Aim of the task — Establish how many lines of the material below contain the string "table". Return that number by itself.

Information shown —

= = = = = = =

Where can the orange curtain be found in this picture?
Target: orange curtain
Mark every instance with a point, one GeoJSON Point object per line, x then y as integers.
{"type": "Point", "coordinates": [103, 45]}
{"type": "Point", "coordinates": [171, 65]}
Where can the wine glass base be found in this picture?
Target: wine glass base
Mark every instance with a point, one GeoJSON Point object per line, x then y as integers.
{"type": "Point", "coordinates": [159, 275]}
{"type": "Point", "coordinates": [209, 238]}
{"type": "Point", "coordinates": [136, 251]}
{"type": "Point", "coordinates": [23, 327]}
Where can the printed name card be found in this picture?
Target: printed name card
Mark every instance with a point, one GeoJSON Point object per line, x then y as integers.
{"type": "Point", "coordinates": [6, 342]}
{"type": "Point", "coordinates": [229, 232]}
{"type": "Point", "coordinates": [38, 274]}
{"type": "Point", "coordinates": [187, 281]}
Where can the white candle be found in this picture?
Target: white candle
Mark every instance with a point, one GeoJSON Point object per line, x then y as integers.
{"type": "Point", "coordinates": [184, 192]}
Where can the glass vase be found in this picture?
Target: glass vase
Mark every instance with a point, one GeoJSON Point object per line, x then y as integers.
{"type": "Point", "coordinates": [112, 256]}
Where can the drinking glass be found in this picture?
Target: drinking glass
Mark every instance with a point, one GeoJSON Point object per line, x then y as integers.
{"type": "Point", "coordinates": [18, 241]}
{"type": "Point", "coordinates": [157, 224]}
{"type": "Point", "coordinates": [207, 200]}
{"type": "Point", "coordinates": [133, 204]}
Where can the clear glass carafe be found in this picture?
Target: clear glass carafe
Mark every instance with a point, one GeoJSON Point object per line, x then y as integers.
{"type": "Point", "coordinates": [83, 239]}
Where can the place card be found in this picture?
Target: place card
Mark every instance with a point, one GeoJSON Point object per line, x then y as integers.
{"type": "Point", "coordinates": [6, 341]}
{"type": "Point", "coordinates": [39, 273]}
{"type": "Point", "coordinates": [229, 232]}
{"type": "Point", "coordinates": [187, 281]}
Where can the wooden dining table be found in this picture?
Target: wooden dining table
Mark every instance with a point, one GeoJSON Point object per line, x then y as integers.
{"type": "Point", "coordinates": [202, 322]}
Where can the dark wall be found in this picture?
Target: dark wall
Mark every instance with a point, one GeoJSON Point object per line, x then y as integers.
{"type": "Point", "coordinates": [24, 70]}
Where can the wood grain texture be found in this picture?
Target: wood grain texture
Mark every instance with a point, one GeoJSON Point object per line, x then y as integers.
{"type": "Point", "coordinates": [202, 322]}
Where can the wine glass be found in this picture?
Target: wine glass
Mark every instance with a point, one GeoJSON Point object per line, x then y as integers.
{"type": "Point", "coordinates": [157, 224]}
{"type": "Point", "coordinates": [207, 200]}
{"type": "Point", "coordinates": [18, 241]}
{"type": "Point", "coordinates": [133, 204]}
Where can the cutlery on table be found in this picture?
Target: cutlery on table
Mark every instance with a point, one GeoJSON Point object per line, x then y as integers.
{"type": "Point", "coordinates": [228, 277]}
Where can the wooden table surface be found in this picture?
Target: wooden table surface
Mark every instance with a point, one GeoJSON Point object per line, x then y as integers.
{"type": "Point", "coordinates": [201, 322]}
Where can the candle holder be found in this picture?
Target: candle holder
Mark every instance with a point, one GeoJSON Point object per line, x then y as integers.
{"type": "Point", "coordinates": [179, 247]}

= = = = = = =

Exercise output — 6